Stated goal — Update the entries below by replacing each "marker" with "dot" and changing nothing else. Leave the pictures out of your output.

-- Start Data excerpts --

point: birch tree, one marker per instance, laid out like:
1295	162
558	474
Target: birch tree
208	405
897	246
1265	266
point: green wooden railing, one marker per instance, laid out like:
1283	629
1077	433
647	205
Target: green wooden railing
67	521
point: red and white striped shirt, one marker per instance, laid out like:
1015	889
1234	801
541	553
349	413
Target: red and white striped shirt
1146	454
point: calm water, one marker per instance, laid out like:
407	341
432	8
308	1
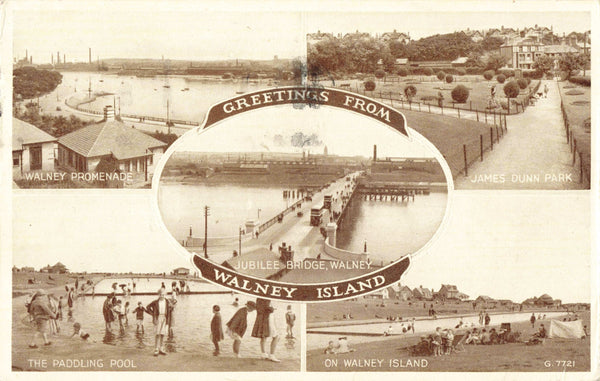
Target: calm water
182	206
149	96
192	316
392	229
421	326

-- End Data excerpts --

Solution for this exercise —
point: birch tree, one dot per instance, laid out like:
1295	162
558	474
Target: birch tree
208	405
897	246
1265	266
point: green wooden railing, one dot per instance, laid out like:
1283	629
1077	433
647	205
Target: green wooden railing
67	521
point: red and white striped shirt, one dot per instance, laid out like:
1015	889
1234	801
541	553
349	413
Target: red and white striped shirt
1146	454
point: calm water, one dot per instance, laid out like:
407	341
432	8
308	1
Target: calm water
182	206
149	96
192	316
392	229
421	326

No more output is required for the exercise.